# The data:
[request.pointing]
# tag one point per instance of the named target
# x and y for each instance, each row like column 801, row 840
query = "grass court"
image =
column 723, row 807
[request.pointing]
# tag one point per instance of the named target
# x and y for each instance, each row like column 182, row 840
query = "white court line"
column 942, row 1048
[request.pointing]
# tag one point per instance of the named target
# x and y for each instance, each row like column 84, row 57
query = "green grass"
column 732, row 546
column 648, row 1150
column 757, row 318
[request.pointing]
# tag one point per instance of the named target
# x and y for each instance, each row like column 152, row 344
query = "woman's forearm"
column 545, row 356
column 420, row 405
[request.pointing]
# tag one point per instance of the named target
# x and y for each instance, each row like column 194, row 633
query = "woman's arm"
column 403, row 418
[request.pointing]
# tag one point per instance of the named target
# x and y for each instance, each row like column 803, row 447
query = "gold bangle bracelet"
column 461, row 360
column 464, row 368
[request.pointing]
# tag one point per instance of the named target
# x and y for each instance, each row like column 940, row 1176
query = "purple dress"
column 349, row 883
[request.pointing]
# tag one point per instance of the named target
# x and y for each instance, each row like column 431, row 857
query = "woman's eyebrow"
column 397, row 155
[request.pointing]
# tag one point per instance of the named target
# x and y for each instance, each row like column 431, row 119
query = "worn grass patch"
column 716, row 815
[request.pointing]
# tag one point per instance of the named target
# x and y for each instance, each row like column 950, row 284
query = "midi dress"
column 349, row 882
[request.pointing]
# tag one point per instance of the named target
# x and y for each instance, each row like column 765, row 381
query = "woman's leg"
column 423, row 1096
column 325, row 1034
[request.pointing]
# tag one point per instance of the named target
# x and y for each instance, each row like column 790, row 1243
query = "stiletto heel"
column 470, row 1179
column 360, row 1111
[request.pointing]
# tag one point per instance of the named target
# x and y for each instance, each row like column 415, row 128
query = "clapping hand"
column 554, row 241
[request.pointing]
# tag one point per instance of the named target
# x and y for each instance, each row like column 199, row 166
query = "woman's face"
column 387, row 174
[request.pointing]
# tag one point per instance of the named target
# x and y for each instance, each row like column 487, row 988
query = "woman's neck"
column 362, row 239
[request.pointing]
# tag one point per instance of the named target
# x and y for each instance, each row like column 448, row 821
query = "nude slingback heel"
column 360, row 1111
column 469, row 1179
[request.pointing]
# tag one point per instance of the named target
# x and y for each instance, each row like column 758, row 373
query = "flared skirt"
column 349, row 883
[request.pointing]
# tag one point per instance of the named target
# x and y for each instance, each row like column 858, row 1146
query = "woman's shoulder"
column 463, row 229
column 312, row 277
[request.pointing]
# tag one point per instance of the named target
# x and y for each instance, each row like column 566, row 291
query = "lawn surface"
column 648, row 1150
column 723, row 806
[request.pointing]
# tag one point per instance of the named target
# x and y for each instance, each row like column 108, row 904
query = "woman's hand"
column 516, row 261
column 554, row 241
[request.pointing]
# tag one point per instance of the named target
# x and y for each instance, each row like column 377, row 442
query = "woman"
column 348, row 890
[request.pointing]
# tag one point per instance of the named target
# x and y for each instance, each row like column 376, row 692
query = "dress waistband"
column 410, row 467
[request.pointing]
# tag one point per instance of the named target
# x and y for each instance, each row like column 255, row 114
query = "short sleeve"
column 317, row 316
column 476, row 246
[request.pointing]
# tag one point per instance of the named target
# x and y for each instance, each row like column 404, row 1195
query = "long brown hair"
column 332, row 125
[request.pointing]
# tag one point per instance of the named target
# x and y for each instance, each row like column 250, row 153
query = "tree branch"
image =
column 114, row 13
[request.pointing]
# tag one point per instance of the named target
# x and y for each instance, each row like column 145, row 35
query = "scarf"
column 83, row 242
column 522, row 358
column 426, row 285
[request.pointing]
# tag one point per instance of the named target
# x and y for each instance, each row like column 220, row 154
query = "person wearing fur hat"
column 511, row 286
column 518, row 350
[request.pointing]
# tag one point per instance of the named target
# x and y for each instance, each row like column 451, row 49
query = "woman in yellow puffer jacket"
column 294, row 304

# What you are asked to do:
Please transcribe the records in full, keeping every word as it is.

# Written answer:
[request.pointing]
# tag one point per instance of the named target
# x and y for each instance, each row like column 801, row 840
query = "grass court"
image =
column 723, row 807
[request.pointing]
# tag one point per instance of the named target
# x and y for each instance, each row like column 182, row 840
query = "white court line"
column 942, row 1048
[request.pointing]
# tag one point per instance of the named target
# x and y for each instance, each row like column 84, row 57
query = "green grass"
column 732, row 546
column 648, row 1150
column 757, row 318
[request.pointing]
# tag one point per instance of the named target
# x and y for each instance, each row like column 152, row 344
query = "woman's forearm"
column 545, row 356
column 420, row 405
[request.pointing]
# tag one point per instance of the named target
# x and y for each instance, each row like column 194, row 633
query = "woman's arm"
column 403, row 418
[request.pointing]
# tag one point per instance of the named target
# x and y for each instance, each row like column 803, row 447
query = "gold bangle bracelet"
column 461, row 360
column 464, row 368
[request.pointing]
# tag one point per instance of the named target
# x and y for each instance, each row like column 940, row 1176
query = "purple dress"
column 349, row 883
[request.pointing]
# tag one point per instance of the named target
# x and y for each instance, each row like column 431, row 857
query = "woman's eyebrow"
column 397, row 155
[request.pointing]
# tag one point per instance of the named target
# x and y for each instance, each row like column 431, row 119
query = "worn grass patch"
column 716, row 815
[request.pointing]
# tag one point per instance of the named target
# x and y for each instance, each row like column 950, row 284
query = "midi dress"
column 349, row 882
[request.pointing]
# tag one point per instance of the named target
# x and y for each instance, each row like column 765, row 381
query = "woman's leg"
column 423, row 1096
column 325, row 1034
[request.pointing]
# tag one point per instance of the named target
# x and y for each instance, each row like column 790, row 1243
query = "stiletto heel"
column 470, row 1179
column 360, row 1111
[request.pointing]
# tag one point per instance of the named target
# x and y for each instance, each row like column 415, row 128
query = "clapping hand"
column 554, row 241
[request.pointing]
# tag one point per instance of the named target
# x and y for each instance, each row like column 199, row 166
query = "woman's face"
column 387, row 174
[request.pointing]
# tag one point per instance of the named target
# x and y for each instance, each row like column 487, row 988
query = "woman's neck"
column 362, row 239
[request.pointing]
# tag one point per instance of the named target
# x and y for each instance, each row like column 448, row 821
query = "nude slingback heel"
column 360, row 1111
column 469, row 1179
[request.pointing]
# tag one point per instance of the named target
# x and y for each instance, each row like column 758, row 373
query = "flared skirt"
column 349, row 883
[request.pointing]
# tag one point per instance of the named target
# x and y for each instance, each row like column 858, row 1146
query = "woman's shoulder"
column 463, row 229
column 312, row 277
[request.pointing]
# tag one point per instance of the named target
# x and y for each instance, each row like column 566, row 291
query = "lawn surface"
column 648, row 1150
column 723, row 806
[request.pointing]
# tag one point per instance of the named target
# x and y for each instance, each row like column 108, row 904
query = "woman's hand"
column 516, row 261
column 554, row 241
[request.pointing]
# tag one point per instance of the named target
# x and y for each instance, each row like column 377, row 442
query = "woman"
column 348, row 890
[request.pointing]
# tag one point per instance of the named target
# x and y for each instance, each row like column 376, row 692
query = "dress waistband"
column 410, row 467
[request.pointing]
# tag one point per instance of the named target
# x and y for each instance, each row like column 255, row 114
query = "short sleeve"
column 317, row 316
column 476, row 246
[request.pointing]
# tag one point per instance of the named target
# x and y for each instance, each row like column 404, row 1195
query = "long brown hair"
column 332, row 125
[request.pointing]
# tag one point per instance of the named target
# x and y for each instance, each row like column 250, row 153
query = "tree branch"
image =
column 114, row 13
[request.pointing]
# tag one point per instance of the named target
# x and y for each instance, each row like column 145, row 35
query = "scarf"
column 83, row 242
column 522, row 358
column 426, row 285
[request.pointing]
# tag one point per instance of the named target
# x and y for each instance, each row like column 220, row 154
query = "person wearing fur hat"
column 511, row 286
column 518, row 350
[request.pointing]
# tag one point per instance of the named target
# x and y for each instance, each row like column 451, row 49
query = "woman in yellow puffer jacket"
column 294, row 304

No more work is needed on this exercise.